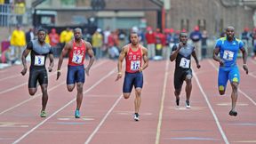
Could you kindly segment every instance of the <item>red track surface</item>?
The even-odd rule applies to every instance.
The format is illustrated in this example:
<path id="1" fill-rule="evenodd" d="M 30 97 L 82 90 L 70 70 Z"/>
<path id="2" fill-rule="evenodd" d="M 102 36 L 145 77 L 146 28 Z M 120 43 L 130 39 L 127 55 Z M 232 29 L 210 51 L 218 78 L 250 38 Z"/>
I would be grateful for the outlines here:
<path id="1" fill-rule="evenodd" d="M 175 107 L 174 63 L 149 61 L 144 71 L 140 121 L 132 119 L 134 94 L 122 97 L 123 79 L 115 82 L 116 61 L 98 60 L 86 76 L 82 118 L 74 117 L 76 92 L 66 88 L 67 67 L 56 81 L 49 73 L 47 117 L 41 118 L 41 90 L 30 97 L 21 66 L 0 70 L 0 143 L 33 144 L 170 144 L 256 143 L 256 62 L 248 60 L 250 75 L 240 69 L 236 117 L 229 116 L 231 87 L 220 96 L 218 65 L 212 60 L 193 65 L 191 108 Z M 193 61 L 194 62 L 194 61 Z M 195 62 L 194 62 L 195 63 Z M 241 68 L 242 61 L 238 60 Z M 64 65 L 63 65 L 64 66 Z"/>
+--
## OBJECTIVE
Repeat every record above exactly, but leave out any pictures.

## PROBLEM SOLUTION
Could you kindly segment every instance of the <item>red track surface</item>?
The even-odd rule applies to every instance.
The format is illustrated in this example:
<path id="1" fill-rule="evenodd" d="M 30 97 L 82 90 L 70 70 Z"/>
<path id="2" fill-rule="evenodd" d="M 102 36 L 145 77 L 146 28 Z M 120 43 L 130 39 L 127 55 Z M 232 29 L 210 51 L 218 78 L 250 38 Z"/>
I would be grateful for the outlines here:
<path id="1" fill-rule="evenodd" d="M 175 107 L 174 63 L 149 61 L 144 71 L 140 121 L 132 119 L 134 94 L 122 97 L 123 79 L 115 82 L 116 61 L 98 60 L 86 76 L 82 118 L 74 117 L 76 92 L 66 88 L 67 67 L 56 81 L 49 73 L 47 117 L 41 118 L 41 90 L 30 97 L 21 66 L 0 70 L 0 143 L 33 144 L 170 144 L 256 143 L 256 62 L 248 60 L 250 75 L 240 69 L 236 117 L 229 116 L 231 87 L 220 96 L 218 65 L 212 60 L 193 65 L 191 108 Z M 193 61 L 194 62 L 194 61 Z M 195 62 L 194 62 L 195 63 Z M 241 68 L 242 61 L 238 60 Z M 64 65 L 63 65 L 64 66 Z"/>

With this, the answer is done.